**Written request**: Rewrite the rows from the start through the line containing "106L154 105L152 104L152", replacing "Mark the region" with "Outline the area" and leaving everything else unchanged.

**Source data**:

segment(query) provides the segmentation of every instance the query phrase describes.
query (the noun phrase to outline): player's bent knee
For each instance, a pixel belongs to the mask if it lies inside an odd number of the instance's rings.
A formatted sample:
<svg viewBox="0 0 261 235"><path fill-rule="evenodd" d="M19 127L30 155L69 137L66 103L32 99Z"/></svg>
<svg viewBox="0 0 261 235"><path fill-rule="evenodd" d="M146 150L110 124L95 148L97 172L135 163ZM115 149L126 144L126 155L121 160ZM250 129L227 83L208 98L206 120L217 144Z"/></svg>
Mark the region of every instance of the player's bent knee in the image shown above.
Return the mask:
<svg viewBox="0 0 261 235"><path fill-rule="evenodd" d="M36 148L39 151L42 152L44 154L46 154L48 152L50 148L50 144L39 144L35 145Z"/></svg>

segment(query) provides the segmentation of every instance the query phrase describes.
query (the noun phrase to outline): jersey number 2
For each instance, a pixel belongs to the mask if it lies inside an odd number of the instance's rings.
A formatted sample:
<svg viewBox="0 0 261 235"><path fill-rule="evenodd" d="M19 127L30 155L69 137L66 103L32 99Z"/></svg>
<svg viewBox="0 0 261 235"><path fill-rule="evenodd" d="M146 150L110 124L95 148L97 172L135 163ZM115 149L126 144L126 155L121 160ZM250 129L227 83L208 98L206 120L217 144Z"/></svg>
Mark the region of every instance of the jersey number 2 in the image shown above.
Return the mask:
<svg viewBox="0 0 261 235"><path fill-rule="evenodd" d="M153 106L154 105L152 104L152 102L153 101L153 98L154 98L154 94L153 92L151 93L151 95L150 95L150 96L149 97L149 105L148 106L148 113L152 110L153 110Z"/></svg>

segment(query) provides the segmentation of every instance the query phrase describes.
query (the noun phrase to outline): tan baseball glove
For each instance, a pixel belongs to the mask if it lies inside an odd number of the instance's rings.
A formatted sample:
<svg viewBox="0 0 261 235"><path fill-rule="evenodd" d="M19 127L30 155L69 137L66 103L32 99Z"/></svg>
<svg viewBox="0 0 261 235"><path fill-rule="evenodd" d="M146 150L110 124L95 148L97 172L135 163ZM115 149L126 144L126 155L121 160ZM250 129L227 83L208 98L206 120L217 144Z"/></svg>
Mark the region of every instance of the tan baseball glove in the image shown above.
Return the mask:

**Answer to this problem**:
segment(query) provides the segmentation of every instance the query phrase describes.
query (the noun phrase to outline): player's bent knee
For each instance, a pixel belongs to the mask if it lies inside an odd number of the instance's rings.
A formatted sample:
<svg viewBox="0 0 261 235"><path fill-rule="evenodd" d="M19 127L30 155L69 137L66 103L32 99Z"/></svg>
<svg viewBox="0 0 261 235"><path fill-rule="evenodd" d="M146 150L110 124L95 148L97 172L135 163ZM115 149L126 144L126 155L121 160ZM250 129L227 83L208 98L206 120L217 144Z"/></svg>
Outline the area of every instance of the player's bent knee in the image shown above.
Return the mask:
<svg viewBox="0 0 261 235"><path fill-rule="evenodd" d="M36 148L39 151L42 152L44 154L46 154L48 152L50 148L50 144L39 144L35 145Z"/></svg>

segment(query) provides the segmentation of every instance the query phrase describes.
query (the noun phrase to outline): jersey number 2
For each instance, a pixel belongs to the mask if it lies inside an odd number of the instance's rings.
A formatted sample:
<svg viewBox="0 0 261 235"><path fill-rule="evenodd" d="M19 127L30 155L69 137L66 103L32 99Z"/></svg>
<svg viewBox="0 0 261 235"><path fill-rule="evenodd" d="M146 150L110 124L95 148L97 172L135 163ZM115 149L126 144L126 155L121 160ZM250 129L227 83L208 98L206 120L217 144Z"/></svg>
Outline the area of every instance of the jersey number 2 in the image shown above.
Return the mask:
<svg viewBox="0 0 261 235"><path fill-rule="evenodd" d="M153 106L154 105L152 104L152 102L153 101L153 98L154 98L154 94L153 92L151 93L151 95L150 95L150 96L149 97L149 105L148 106L148 113L152 110L153 110Z"/></svg>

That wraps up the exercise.